1. Sócrates
Sócrates, o pai da filosofia, morreu envenenado com cicuta, por sentença do tribunal de Atenas. O crime? Corromper os jovens com as suas ideias. Figura controversa do seu tempo, percorria as ruas de Atenas interpelando os cidadãos e questionando tudo, inclusive a origem dos seus pensamentos. A democracia de Atenas encontrava-se a ser consumida pela retórica, ou seja, o diálogo entre pares tinha sido substituído pela persuasão – a luta por ser o dono da razão – e Sócrates tentava à sua maneira alertar para esta degradação. Não conseguiu convencer os seus juízes da virtude das suas intenções e recusou-se a fugir. Ao morrer nestas condições, provocou uma cisão no pensamento filosófico ocidental, nomeadamente por meio de Platão, seu discípulo, que marca a forma como olhamos o mundo até aos dias de hoje.

Aquilo que Sócrates defendia está de algum modo expresso na letra da música “The sound of silence” de Simon&Garfunkel: “e na luz nua eu vi; dez mil pessoas, talvez mais; pessoas falando sem falar; pessoas ouvindo sem ouvir; pessoas escrevendo canções que as vozes nunca compartilham; porque ninguém ousa perturbar o som do silêncio”. O silêncio é, na minha interpretação, a ausência de (auto)crítica. Aceitar as coisas como nos são dadas, sem ao menos indagar a origem de tais ideias, provocando com isso o caos social, porque “o silêncio, tal como o cancro, cresce”, consumindo tudo e todos na sua depressão.

__Dados apresentados__.
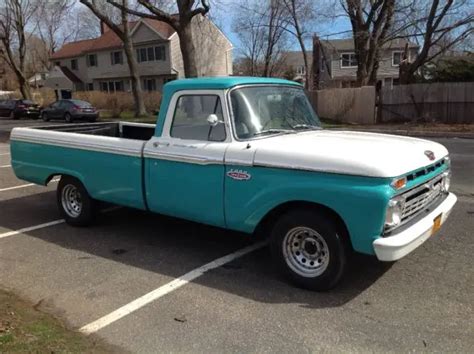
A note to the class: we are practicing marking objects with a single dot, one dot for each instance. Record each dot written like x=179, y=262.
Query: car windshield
x=259, y=111
x=81, y=104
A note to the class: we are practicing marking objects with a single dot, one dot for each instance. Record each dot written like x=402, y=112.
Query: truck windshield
x=259, y=111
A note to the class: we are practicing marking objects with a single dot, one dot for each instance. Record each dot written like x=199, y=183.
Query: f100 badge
x=239, y=175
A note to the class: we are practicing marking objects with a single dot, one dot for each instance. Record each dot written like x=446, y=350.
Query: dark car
x=16, y=109
x=70, y=110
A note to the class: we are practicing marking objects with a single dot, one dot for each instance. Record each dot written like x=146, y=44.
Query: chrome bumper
x=400, y=244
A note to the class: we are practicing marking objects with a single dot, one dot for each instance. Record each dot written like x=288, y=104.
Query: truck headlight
x=393, y=217
x=446, y=181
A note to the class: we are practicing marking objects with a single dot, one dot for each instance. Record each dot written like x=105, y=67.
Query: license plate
x=436, y=224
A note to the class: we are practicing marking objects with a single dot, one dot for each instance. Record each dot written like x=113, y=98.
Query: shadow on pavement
x=173, y=247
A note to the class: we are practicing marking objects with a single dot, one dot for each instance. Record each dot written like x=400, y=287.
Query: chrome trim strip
x=81, y=146
x=182, y=158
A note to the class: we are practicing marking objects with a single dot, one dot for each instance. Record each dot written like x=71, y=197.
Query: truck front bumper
x=400, y=244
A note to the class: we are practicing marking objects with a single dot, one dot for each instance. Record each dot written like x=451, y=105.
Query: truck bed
x=106, y=157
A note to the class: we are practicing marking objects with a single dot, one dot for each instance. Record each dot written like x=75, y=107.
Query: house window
x=348, y=60
x=151, y=54
x=396, y=58
x=149, y=84
x=116, y=58
x=111, y=86
x=92, y=60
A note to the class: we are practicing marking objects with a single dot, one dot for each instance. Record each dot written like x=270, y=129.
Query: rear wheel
x=75, y=204
x=309, y=250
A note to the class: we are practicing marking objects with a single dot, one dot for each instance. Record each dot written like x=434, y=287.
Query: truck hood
x=347, y=152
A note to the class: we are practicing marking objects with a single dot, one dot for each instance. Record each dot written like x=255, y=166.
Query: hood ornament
x=430, y=154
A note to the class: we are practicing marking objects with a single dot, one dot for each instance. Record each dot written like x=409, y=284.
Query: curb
x=425, y=134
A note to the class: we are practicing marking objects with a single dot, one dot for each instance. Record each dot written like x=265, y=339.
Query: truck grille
x=421, y=197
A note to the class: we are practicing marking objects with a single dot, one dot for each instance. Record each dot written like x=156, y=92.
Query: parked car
x=250, y=155
x=70, y=110
x=16, y=109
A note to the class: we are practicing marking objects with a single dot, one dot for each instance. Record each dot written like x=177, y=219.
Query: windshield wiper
x=273, y=131
x=306, y=127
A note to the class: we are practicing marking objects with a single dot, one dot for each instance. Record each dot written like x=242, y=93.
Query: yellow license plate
x=436, y=224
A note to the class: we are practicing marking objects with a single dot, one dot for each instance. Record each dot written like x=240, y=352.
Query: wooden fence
x=437, y=102
x=348, y=105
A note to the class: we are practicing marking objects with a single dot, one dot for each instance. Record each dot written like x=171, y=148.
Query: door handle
x=157, y=145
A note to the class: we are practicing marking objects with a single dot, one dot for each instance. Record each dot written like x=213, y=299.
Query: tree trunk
x=140, y=109
x=188, y=50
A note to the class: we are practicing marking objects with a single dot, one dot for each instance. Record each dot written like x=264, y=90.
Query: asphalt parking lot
x=423, y=302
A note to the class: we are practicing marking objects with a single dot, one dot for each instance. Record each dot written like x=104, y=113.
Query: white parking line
x=25, y=185
x=165, y=289
x=31, y=228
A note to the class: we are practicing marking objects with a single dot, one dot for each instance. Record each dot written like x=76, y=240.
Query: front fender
x=359, y=201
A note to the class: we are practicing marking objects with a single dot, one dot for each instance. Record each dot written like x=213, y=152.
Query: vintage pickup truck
x=249, y=154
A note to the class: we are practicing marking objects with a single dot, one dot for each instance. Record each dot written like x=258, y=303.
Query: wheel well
x=269, y=219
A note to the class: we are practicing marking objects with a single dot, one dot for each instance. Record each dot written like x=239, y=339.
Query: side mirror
x=213, y=120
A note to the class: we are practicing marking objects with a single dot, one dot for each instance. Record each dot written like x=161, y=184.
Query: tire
x=309, y=250
x=75, y=204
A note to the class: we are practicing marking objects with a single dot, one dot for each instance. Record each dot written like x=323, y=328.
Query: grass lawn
x=27, y=330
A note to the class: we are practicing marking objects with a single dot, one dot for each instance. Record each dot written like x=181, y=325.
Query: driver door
x=185, y=166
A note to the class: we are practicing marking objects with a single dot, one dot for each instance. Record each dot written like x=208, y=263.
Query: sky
x=223, y=12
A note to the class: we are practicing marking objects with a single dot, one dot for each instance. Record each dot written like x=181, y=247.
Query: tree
x=15, y=16
x=371, y=21
x=439, y=25
x=181, y=23
x=261, y=30
x=122, y=30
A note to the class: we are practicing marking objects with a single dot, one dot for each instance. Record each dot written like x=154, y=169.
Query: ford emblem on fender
x=239, y=175
x=430, y=154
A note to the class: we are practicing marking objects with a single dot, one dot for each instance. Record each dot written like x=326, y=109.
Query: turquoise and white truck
x=249, y=154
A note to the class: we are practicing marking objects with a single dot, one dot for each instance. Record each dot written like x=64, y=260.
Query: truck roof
x=223, y=82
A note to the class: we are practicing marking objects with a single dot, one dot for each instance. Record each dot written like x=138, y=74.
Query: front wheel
x=75, y=204
x=309, y=249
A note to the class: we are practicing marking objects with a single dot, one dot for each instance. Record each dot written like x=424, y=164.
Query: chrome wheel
x=306, y=252
x=71, y=201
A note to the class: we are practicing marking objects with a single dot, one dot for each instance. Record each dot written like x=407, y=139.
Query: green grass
x=24, y=329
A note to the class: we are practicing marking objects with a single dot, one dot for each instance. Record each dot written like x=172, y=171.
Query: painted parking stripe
x=25, y=185
x=48, y=224
x=165, y=289
x=31, y=228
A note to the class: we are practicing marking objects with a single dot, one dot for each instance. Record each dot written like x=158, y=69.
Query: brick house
x=100, y=63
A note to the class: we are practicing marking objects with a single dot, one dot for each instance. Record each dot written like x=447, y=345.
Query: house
x=100, y=63
x=335, y=63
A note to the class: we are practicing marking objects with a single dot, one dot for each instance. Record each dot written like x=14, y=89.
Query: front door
x=185, y=166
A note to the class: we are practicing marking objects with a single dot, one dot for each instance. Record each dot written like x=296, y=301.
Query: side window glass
x=190, y=118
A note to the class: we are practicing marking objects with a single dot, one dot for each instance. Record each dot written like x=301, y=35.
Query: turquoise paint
x=184, y=190
x=108, y=177
x=360, y=201
x=209, y=83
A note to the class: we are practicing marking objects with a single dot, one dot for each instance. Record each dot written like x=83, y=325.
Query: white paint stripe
x=165, y=289
x=25, y=185
x=31, y=228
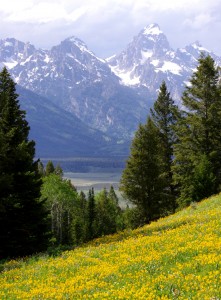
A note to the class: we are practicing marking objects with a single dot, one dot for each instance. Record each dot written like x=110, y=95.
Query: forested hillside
x=177, y=257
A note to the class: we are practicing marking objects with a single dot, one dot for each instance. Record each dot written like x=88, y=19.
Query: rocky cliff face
x=149, y=59
x=111, y=96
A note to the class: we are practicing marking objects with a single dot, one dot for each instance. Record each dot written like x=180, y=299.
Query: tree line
x=175, y=159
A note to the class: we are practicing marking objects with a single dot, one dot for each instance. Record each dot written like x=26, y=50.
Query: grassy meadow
x=177, y=257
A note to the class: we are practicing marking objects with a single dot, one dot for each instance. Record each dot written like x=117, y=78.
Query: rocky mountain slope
x=69, y=83
x=73, y=78
x=149, y=59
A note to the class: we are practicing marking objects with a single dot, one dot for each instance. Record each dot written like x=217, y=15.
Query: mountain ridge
x=112, y=96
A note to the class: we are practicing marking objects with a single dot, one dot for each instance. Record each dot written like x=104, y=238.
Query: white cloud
x=108, y=25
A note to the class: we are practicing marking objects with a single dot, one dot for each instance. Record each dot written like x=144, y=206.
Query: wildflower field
x=178, y=257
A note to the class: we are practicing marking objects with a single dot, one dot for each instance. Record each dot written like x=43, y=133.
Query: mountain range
x=80, y=104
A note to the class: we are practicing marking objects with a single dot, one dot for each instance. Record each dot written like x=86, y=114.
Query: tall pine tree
x=23, y=219
x=165, y=115
x=140, y=182
x=198, y=152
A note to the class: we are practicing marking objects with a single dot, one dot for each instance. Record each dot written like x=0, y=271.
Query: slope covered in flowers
x=178, y=257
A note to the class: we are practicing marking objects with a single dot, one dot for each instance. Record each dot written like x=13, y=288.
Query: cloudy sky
x=107, y=26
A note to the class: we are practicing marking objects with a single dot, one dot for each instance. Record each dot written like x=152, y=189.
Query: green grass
x=178, y=257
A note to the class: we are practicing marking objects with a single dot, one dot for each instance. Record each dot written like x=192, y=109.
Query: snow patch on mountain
x=169, y=66
x=152, y=29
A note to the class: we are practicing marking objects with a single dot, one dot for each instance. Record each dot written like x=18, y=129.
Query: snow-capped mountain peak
x=152, y=29
x=149, y=59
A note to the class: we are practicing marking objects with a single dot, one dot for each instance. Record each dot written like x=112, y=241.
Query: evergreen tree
x=41, y=168
x=165, y=115
x=199, y=133
x=140, y=182
x=91, y=214
x=23, y=219
x=49, y=168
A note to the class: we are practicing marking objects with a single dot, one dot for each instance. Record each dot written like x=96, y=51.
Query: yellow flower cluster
x=178, y=257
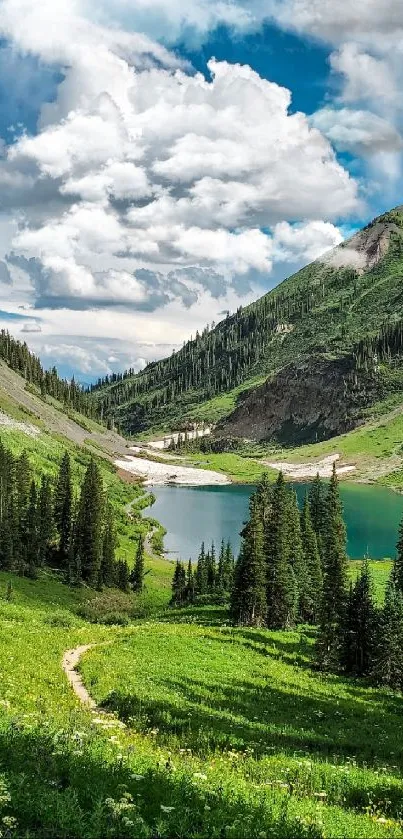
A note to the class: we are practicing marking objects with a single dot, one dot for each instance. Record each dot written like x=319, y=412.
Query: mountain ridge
x=322, y=312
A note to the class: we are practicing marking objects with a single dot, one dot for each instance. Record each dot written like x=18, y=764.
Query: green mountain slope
x=315, y=327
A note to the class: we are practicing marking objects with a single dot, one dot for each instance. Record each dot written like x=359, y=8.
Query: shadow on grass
x=59, y=791
x=241, y=715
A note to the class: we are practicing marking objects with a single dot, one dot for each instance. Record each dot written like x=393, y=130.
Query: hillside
x=324, y=330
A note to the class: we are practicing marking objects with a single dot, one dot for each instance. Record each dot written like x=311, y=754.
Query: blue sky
x=166, y=162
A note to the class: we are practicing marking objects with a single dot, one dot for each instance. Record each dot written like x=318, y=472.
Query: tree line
x=222, y=356
x=46, y=523
x=18, y=357
x=211, y=580
x=292, y=569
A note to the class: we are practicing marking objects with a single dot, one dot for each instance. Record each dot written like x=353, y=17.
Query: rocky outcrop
x=307, y=401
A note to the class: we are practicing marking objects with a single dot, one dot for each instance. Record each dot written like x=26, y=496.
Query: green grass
x=245, y=706
x=233, y=734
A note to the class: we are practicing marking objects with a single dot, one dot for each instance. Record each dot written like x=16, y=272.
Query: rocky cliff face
x=305, y=402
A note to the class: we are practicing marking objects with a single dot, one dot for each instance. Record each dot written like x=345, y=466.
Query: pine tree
x=190, y=583
x=178, y=585
x=89, y=527
x=211, y=569
x=313, y=565
x=248, y=601
x=398, y=566
x=317, y=505
x=360, y=624
x=122, y=575
x=137, y=575
x=297, y=560
x=281, y=583
x=63, y=506
x=334, y=597
x=388, y=663
x=109, y=543
x=31, y=533
x=45, y=521
x=201, y=572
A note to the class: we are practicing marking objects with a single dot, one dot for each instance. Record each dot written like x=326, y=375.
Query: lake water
x=194, y=514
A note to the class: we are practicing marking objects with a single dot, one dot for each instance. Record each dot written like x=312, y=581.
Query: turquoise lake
x=194, y=514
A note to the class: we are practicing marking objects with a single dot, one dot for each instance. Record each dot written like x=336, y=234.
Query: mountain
x=304, y=362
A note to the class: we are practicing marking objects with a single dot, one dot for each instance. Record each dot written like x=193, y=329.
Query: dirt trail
x=71, y=659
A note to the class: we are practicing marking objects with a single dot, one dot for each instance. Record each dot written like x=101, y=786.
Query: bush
x=59, y=619
x=110, y=602
x=116, y=619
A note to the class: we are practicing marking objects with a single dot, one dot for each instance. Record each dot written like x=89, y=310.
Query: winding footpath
x=70, y=661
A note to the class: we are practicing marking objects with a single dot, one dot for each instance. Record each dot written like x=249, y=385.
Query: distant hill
x=303, y=362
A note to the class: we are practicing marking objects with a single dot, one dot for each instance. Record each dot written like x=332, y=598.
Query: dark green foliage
x=248, y=602
x=63, y=504
x=109, y=543
x=322, y=310
x=41, y=525
x=286, y=557
x=388, y=664
x=317, y=504
x=309, y=609
x=137, y=575
x=88, y=535
x=122, y=575
x=18, y=357
x=360, y=626
x=281, y=578
x=211, y=581
x=179, y=585
x=334, y=599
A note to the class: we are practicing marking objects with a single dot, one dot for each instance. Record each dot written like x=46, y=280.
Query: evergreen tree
x=360, y=625
x=63, y=505
x=211, y=568
x=313, y=565
x=178, y=585
x=388, y=664
x=398, y=565
x=45, y=521
x=190, y=583
x=109, y=543
x=31, y=533
x=201, y=572
x=302, y=596
x=122, y=575
x=334, y=598
x=89, y=528
x=248, y=601
x=317, y=505
x=137, y=575
x=281, y=588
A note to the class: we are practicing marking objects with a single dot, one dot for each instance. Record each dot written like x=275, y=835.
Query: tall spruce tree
x=317, y=506
x=388, y=659
x=281, y=583
x=359, y=629
x=63, y=507
x=89, y=527
x=137, y=575
x=335, y=588
x=178, y=585
x=248, y=601
x=109, y=543
x=201, y=572
x=313, y=565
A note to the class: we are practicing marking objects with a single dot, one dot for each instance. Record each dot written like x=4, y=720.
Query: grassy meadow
x=210, y=731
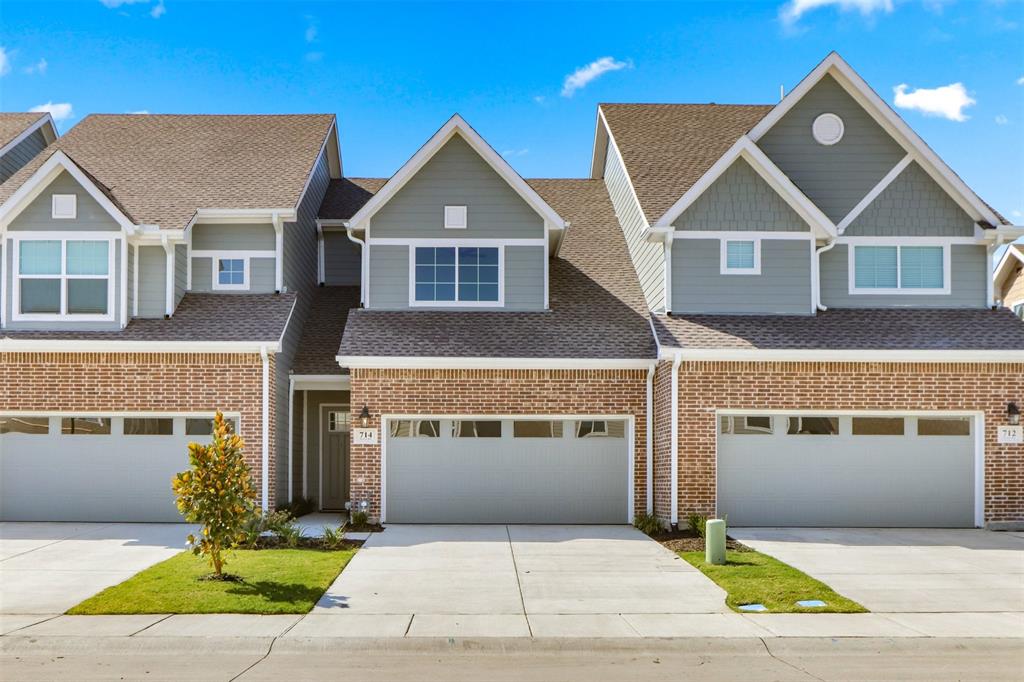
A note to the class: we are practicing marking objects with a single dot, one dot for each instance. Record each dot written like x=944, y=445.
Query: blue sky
x=393, y=73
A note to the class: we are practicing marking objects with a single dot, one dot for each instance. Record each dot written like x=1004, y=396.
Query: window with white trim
x=740, y=257
x=899, y=268
x=64, y=207
x=452, y=275
x=64, y=279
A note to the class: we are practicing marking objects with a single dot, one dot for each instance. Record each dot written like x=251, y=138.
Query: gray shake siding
x=342, y=262
x=834, y=177
x=968, y=283
x=648, y=259
x=457, y=175
x=22, y=154
x=783, y=286
x=740, y=200
x=912, y=206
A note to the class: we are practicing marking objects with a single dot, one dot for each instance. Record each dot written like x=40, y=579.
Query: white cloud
x=947, y=101
x=59, y=111
x=793, y=10
x=584, y=75
x=38, y=68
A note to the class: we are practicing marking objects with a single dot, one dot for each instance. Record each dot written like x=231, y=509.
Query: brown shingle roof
x=870, y=329
x=255, y=317
x=162, y=168
x=13, y=124
x=597, y=308
x=668, y=147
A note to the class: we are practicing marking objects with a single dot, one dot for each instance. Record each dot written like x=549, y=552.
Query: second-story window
x=458, y=274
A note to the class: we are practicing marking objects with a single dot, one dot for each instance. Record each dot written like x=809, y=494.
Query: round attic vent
x=827, y=129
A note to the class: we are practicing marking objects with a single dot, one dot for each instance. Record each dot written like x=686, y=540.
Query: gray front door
x=334, y=436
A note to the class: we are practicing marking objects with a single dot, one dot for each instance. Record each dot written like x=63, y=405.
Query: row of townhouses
x=785, y=313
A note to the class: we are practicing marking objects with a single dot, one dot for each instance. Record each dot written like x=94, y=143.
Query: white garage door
x=93, y=468
x=862, y=470
x=507, y=471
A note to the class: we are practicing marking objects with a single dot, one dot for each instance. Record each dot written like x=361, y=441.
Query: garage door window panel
x=29, y=425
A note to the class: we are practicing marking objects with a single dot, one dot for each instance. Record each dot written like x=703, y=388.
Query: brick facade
x=144, y=382
x=707, y=386
x=483, y=392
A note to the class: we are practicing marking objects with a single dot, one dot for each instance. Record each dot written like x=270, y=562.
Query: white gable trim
x=46, y=173
x=749, y=152
x=49, y=132
x=456, y=125
x=891, y=122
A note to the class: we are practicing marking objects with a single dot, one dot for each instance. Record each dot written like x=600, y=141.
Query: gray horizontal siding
x=648, y=259
x=835, y=177
x=740, y=200
x=913, y=205
x=258, y=237
x=37, y=215
x=457, y=175
x=782, y=287
x=968, y=283
x=22, y=154
x=342, y=265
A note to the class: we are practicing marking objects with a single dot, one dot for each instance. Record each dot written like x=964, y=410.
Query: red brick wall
x=706, y=387
x=136, y=382
x=494, y=392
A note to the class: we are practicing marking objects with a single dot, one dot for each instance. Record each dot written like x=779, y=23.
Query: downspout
x=363, y=263
x=265, y=435
x=817, y=274
x=650, y=438
x=674, y=515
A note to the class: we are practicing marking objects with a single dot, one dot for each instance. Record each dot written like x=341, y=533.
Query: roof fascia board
x=424, y=363
x=841, y=355
x=744, y=148
x=854, y=85
x=43, y=176
x=49, y=132
x=456, y=125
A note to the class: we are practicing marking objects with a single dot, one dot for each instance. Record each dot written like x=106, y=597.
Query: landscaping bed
x=268, y=580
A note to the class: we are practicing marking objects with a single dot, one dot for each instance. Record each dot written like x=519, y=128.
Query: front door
x=334, y=439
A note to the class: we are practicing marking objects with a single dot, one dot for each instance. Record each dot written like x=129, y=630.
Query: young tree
x=217, y=494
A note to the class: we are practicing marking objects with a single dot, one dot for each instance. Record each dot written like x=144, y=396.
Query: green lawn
x=274, y=581
x=752, y=578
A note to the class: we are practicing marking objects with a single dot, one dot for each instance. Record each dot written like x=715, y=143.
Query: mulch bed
x=688, y=541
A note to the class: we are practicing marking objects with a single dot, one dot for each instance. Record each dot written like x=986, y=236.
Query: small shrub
x=334, y=538
x=647, y=523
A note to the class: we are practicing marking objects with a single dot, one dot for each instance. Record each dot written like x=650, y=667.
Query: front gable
x=740, y=200
x=912, y=205
x=835, y=176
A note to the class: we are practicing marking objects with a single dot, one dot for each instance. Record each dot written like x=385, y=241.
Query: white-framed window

__Tarefa__. Transcreva novamente o trecho do texto sobre Sócrates entre "Aquilo que Sócrates" e "na sua depressão.", inclusive, trocando "silêncio" por "mutismo".

__Resolução__.
Aquilo que Sócrates defendia está de algum modo expresso na letra da música “The sound of silence” de Simon&Garfunkel: “e na luz nua eu vi; dez mil pessoas, talvez mais; pessoas falando sem falar; pessoas ouvindo sem ouvir; pessoas escrevendo canções que as vozes nunca compartilham; porque ninguém ousa perturbar o som do mutismo”. O mutismo é, na minha interpretação, a ausência de (auto)crítica. Aceitar as coisas como nos são dadas, sem ao menos indagar a origem de tais ideias, provocando com isso o caos social, porque “o mutismo, tal como o cancro, cresce”, consumindo tudo e todos na sua depressão.